• _Le consegne_:
a - Le seguenti affermazioni concordano con il brano su Costa? (i) Costa ha quarant'anni; (ii) per via della sua crisi Costa ha smesso di lavorare; (iii) Costa ritiene che metà della responsabilità delle dimissioni dall'Accademia ricada su chi scrive. Per ciascuna rispondi sì o no e cita parola per parola le espressioni del brano che lo stabiliscono.
b - Prosegui il brano su Costa partendo subito dopo la sua ultima frase.

• _Brano da leggere_:
* * *
Al momento di salutarlo, Costa non ha voluto che andassi via e m'ha invitato a cena a casa sua. Così abbiamo passato una serata e buona parte della notte come ai vecchi tempi. Ha voluto che gli lasciassi le mie poesie per leggerle con comodo. Poi mi ha letto le sue ultime cose. È diventato un poeta sul serio, non è più un dilettante della poesia. Questo spiega la sua crisi attuale d'uomo di teatro. Perché è veramente demoralizzato, anche se continua a lavorare come se nulla accadesse dentro di lui. Ha dato ragione a me: il poeta è l'uomo più chiuso in sé che ci sia, mentre l'uomo di teatro e di cinema è la puttana più pubblica che ci sia. Ciò genera uno stato di disagio e di sofferenza enorme, io l'avvertii appena misi piede in Accademia, lui comincia ad avvertirlo ora che diventa un poeta. Per me è meno grave, perché sono giovane e con poche illusioni, mentre lui ha quaranta anni ma è rimasto un bambino. Ma ognuno veramente la propria rogna deve sapersela grattare da solo, se non altro è l'unica esperienza positiva che ho avuto da tutto quello che ho visto dal '49 in poi. Lunedì tornerò a rivederlo ancora, ora che il ghiaccio si è spezzato definitivamente e la vecchia amicizia è ritornata a galla.
Abbiamo anche parlato delle mie dimissioni dall'Accademia ed egli mi ha fatto presente come un trenta per cento della responsabilità ricadesse anche sulle mie spalle. Ora, a mente assolutamente fredda, non so dargli torto del tutto. Ma questo sarebbe un discorso troppo lungo. Non so nulla di Marta Abba. [...]. In quanto alla notizia se farà o meno del teatro, non so dirti. Pensa che questa storia la tirano fuori nell'ambiente in media due volte all'anno.
* * *
• _Dati forniti_:
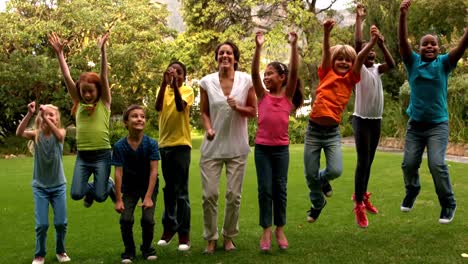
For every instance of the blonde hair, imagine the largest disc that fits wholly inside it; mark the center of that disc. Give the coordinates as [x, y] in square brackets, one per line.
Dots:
* * *
• _Soluzioni_:
a -
(i) Sì: «lui ha quaranta anni ma è rimasto un bambino».
(ii) No: «continua a lavorare come se nulla accadesse dentro di lui».
(iii) No: «un trenta per cento della responsabilità ricadesse anche sulle mie spalle».

b -
I miei proponimenti?? Voglio arrivare, a qualunque costo, anche a vendermi l'anima. Va bene, non ci ricaverò molto, ma è sempre qualcosa. Sto scherzando, naturalmente: attendo solo l'occasione propizia per farmi benvolere da tutti nell'ambiente del cinema, anche se ci saranno centinaia di persone antipatiche. Il resto verrà da sé. L'unica cosa che mi preoccupa è il tempo che ho perduto e i quattrini spesi a vuoto. Se sapessi di avere dietro le spalle una situazione più rassicurante, sarei felice. Pazienza. Per una volta tanto voglio sperare anch'io in... «tempi migliori».
Scrivimi spesso, caro papà, apro le tue lettere con lo stesso batticuore di un innamorato. Ti abbraccio con immenso affetto e ti bacio con tanto amore.
Tuo ANDREA

(Brano pubblicato su La Repubblica, 25 novembre 2024)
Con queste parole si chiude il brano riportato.